### Aim of the task
What you return must be exactly the lines from the one containing "For holes, rely on the even-odd rule." through the close of the listing, both included.
# # # # # # #
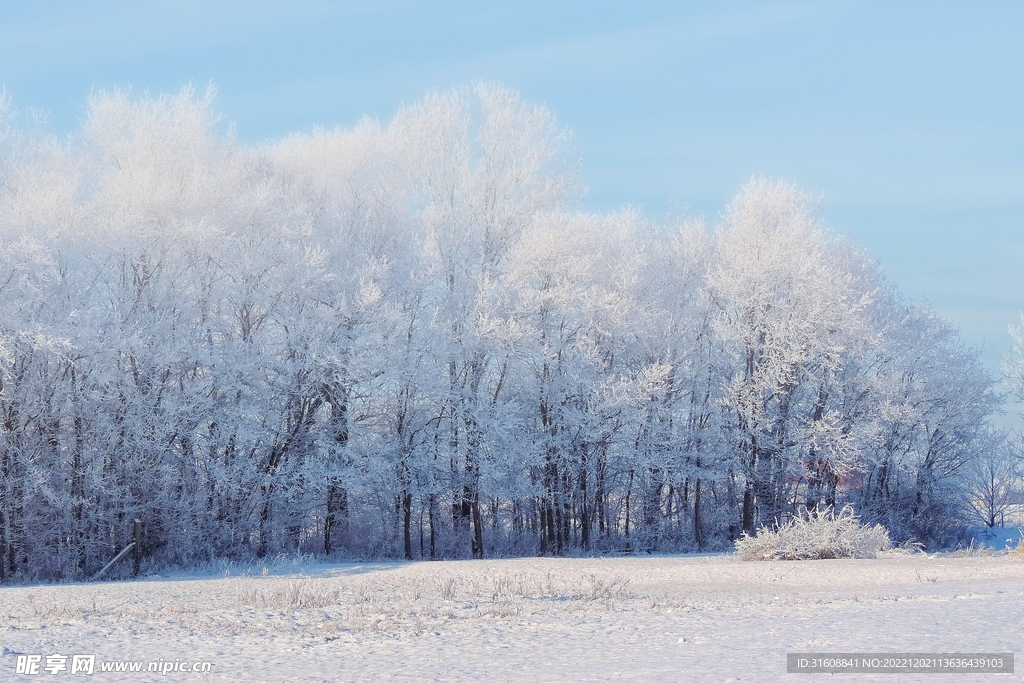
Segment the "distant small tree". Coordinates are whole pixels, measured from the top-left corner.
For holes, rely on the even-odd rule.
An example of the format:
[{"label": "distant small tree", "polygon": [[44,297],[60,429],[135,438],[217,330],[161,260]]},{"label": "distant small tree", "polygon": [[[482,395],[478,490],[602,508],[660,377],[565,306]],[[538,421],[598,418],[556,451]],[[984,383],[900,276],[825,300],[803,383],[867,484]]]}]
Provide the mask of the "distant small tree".
[{"label": "distant small tree", "polygon": [[1021,494],[1021,452],[1016,435],[999,435],[971,463],[971,509],[987,527],[1005,526],[1006,514]]}]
# # # # # # #
### Written answer
For holes, rely on the even-odd rule.
An example of the format:
[{"label": "distant small tree", "polygon": [[44,297],[60,429],[135,438],[217,330],[161,260]]},{"label": "distant small tree", "polygon": [[[482,395],[478,490],[602,508],[660,377],[565,306]],[[538,421],[598,418],[556,451]],[[984,383],[900,276],[825,300],[803,383],[867,484]]]}]
Provide the mask of the "distant small tree".
[{"label": "distant small tree", "polygon": [[1021,494],[1021,452],[1016,435],[999,435],[971,463],[971,509],[987,527],[1005,526],[1006,514]]}]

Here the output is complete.